→ **INPUT DATA**
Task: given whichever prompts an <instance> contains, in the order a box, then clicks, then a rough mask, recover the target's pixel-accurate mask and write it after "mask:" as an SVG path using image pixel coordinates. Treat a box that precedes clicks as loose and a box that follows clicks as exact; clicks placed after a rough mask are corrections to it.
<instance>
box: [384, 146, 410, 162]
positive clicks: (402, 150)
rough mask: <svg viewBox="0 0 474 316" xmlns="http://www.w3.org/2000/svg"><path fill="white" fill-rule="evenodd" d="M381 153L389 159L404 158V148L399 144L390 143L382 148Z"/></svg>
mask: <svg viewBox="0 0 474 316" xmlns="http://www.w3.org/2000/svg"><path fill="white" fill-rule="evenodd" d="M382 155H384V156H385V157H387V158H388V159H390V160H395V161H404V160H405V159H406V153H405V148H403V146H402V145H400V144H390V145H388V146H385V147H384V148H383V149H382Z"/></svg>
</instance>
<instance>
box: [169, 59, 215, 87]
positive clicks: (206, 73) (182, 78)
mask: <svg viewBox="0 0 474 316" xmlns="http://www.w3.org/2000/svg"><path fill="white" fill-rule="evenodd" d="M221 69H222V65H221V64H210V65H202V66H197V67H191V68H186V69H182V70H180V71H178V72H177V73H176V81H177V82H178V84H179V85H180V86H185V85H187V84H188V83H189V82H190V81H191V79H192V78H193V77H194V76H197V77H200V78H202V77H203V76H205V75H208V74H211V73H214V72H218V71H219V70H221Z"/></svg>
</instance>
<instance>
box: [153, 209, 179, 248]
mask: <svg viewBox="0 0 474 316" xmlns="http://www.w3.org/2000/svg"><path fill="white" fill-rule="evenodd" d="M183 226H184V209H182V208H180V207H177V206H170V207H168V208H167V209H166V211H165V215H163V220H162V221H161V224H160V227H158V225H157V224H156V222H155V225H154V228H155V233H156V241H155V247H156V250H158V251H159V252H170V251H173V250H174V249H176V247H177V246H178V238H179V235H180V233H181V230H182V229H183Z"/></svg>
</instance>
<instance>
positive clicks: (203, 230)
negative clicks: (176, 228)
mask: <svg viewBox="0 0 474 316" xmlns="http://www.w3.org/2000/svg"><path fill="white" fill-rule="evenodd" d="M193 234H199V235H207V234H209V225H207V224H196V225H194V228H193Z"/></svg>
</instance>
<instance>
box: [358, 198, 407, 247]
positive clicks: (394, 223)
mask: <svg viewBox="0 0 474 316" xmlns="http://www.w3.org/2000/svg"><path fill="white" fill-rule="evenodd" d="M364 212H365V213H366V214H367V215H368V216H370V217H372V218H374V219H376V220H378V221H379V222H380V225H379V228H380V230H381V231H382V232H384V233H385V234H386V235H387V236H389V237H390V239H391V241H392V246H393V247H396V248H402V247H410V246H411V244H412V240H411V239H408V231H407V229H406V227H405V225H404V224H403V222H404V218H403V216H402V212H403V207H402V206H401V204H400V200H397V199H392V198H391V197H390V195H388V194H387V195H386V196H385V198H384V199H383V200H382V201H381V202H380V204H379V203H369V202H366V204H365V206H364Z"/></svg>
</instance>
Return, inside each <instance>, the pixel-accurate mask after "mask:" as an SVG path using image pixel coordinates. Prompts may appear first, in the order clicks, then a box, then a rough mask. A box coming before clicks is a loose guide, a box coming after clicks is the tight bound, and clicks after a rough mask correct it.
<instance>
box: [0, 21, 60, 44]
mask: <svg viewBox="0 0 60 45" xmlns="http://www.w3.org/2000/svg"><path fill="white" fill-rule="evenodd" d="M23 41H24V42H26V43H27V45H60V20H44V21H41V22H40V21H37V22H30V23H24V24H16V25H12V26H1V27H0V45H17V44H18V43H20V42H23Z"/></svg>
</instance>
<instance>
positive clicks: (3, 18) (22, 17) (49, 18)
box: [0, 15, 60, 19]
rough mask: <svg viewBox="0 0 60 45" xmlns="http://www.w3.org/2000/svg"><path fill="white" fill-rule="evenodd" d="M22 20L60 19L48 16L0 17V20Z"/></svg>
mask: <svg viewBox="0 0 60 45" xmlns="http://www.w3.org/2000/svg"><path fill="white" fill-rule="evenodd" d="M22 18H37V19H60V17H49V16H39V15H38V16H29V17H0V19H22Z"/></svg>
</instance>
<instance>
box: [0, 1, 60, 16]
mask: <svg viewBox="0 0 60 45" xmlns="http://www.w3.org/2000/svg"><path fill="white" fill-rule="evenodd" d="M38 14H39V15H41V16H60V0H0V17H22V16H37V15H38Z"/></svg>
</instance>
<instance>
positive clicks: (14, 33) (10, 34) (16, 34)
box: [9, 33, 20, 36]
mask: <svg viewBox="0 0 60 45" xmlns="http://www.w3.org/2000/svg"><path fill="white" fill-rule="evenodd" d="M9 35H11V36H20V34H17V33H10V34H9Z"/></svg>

→ **PROBLEM REQUIREMENTS**
Restate each record above word for word.

→ **RESPONSE BELOW**
Task: given whichever prompts an <instance> contains, in the order a box, then clicks, then a rough mask, recover the target's pixel-accurate mask and write it after "mask:" as an SVG path using image pixel coordinates. Treat a box that precedes clicks as loose and a box that follows clicks as exact; clicks placed after a rough mask are corrections to it.
<instance>
box: [384, 146, 410, 162]
positive clicks: (402, 150)
rough mask: <svg viewBox="0 0 474 316" xmlns="http://www.w3.org/2000/svg"><path fill="white" fill-rule="evenodd" d="M381 153L389 159L404 158V148L399 144L390 143L382 148Z"/></svg>
mask: <svg viewBox="0 0 474 316" xmlns="http://www.w3.org/2000/svg"><path fill="white" fill-rule="evenodd" d="M382 155H384V156H385V157H387V158H388V159H390V160H395V161H404V160H405V159H406V153H405V148H403V146H402V145H400V144H390V145H388V146H385V147H384V148H383V149H382Z"/></svg>
</instance>
<instance>
box: [169, 59, 215, 87]
positive clicks: (206, 73) (182, 78)
mask: <svg viewBox="0 0 474 316" xmlns="http://www.w3.org/2000/svg"><path fill="white" fill-rule="evenodd" d="M221 69H222V65H221V64H210V65H202V66H197V67H191V68H186V69H182V70H180V71H178V72H177V73H176V81H177V82H178V84H179V85H180V86H185V85H187V84H188V83H189V82H190V81H191V79H192V78H193V77H194V76H197V77H200V78H202V77H203V76H205V75H208V74H211V73H214V72H218V71H219V70H221Z"/></svg>
</instance>
<instance>
box: [153, 209, 179, 248]
mask: <svg viewBox="0 0 474 316" xmlns="http://www.w3.org/2000/svg"><path fill="white" fill-rule="evenodd" d="M183 226H184V209H182V208H180V207H177V206H170V207H168V208H167V209H166V211H165V215H163V220H162V221H161V224H160V227H158V225H157V224H156V222H155V225H154V228H155V233H156V241H155V247H156V250H158V251H159V252H170V251H173V250H174V249H176V247H177V246H178V238H179V235H180V233H181V230H182V229H183Z"/></svg>
</instance>
<instance>
positive clicks: (203, 230)
negative clicks: (176, 228)
mask: <svg viewBox="0 0 474 316" xmlns="http://www.w3.org/2000/svg"><path fill="white" fill-rule="evenodd" d="M193 234H199V235H207V234H209V225H207V224H196V225H194V228H193Z"/></svg>
</instance>
<instance>
box: [358, 198, 407, 247]
positive clicks: (394, 223)
mask: <svg viewBox="0 0 474 316" xmlns="http://www.w3.org/2000/svg"><path fill="white" fill-rule="evenodd" d="M364 212H365V213H366V214H367V215H368V216H370V217H372V218H374V219H376V220H378V221H379V222H380V225H379V228H380V230H381V231H382V232H384V233H385V234H386V235H387V236H389V237H390V239H391V241H392V246H393V247H396V248H402V247H410V246H411V244H412V240H411V239H408V231H407V229H406V227H405V225H404V224H403V222H404V218H403V216H402V212H403V207H402V206H401V204H400V200H397V199H392V198H391V197H390V195H388V194H387V195H386V196H385V198H384V199H383V200H382V201H381V202H380V204H379V203H369V202H366V204H365V206H364Z"/></svg>
</instance>
Return, inside each <instance>, the pixel-accurate mask after "mask:" as an SVG path using image pixel coordinates. Prompts may appear first, in the order clicks, then a box, then a rough mask. A box coming before clicks is a loose guide, a box coming after clicks is the tight bound, and clicks after a rough mask correct it.
<instance>
box: [0, 21, 60, 44]
mask: <svg viewBox="0 0 60 45" xmlns="http://www.w3.org/2000/svg"><path fill="white" fill-rule="evenodd" d="M23 41H24V42H26V43H27V45H60V20H44V21H41V22H40V21H37V22H30V23H24V24H16V25H12V26H1V27H0V45H17V44H18V43H20V42H23Z"/></svg>
</instance>
<instance>
positive clicks: (3, 18) (22, 17) (49, 18)
box: [0, 15, 60, 19]
rough mask: <svg viewBox="0 0 60 45" xmlns="http://www.w3.org/2000/svg"><path fill="white" fill-rule="evenodd" d="M22 20L60 19L48 16L0 17V20Z"/></svg>
mask: <svg viewBox="0 0 60 45" xmlns="http://www.w3.org/2000/svg"><path fill="white" fill-rule="evenodd" d="M22 18H37V19H60V17H49V16H39V15H38V16H29V17H0V19H22Z"/></svg>
</instance>
<instance>
box: [0, 1, 60, 16]
mask: <svg viewBox="0 0 60 45" xmlns="http://www.w3.org/2000/svg"><path fill="white" fill-rule="evenodd" d="M38 14H39V15H41V16H60V0H0V17H22V16H37V15H38Z"/></svg>
</instance>
<instance>
positive clicks: (14, 33) (10, 34) (16, 34)
box: [9, 33, 20, 36]
mask: <svg viewBox="0 0 60 45" xmlns="http://www.w3.org/2000/svg"><path fill="white" fill-rule="evenodd" d="M9 35H11V36H20V34H17V33H10V34H9Z"/></svg>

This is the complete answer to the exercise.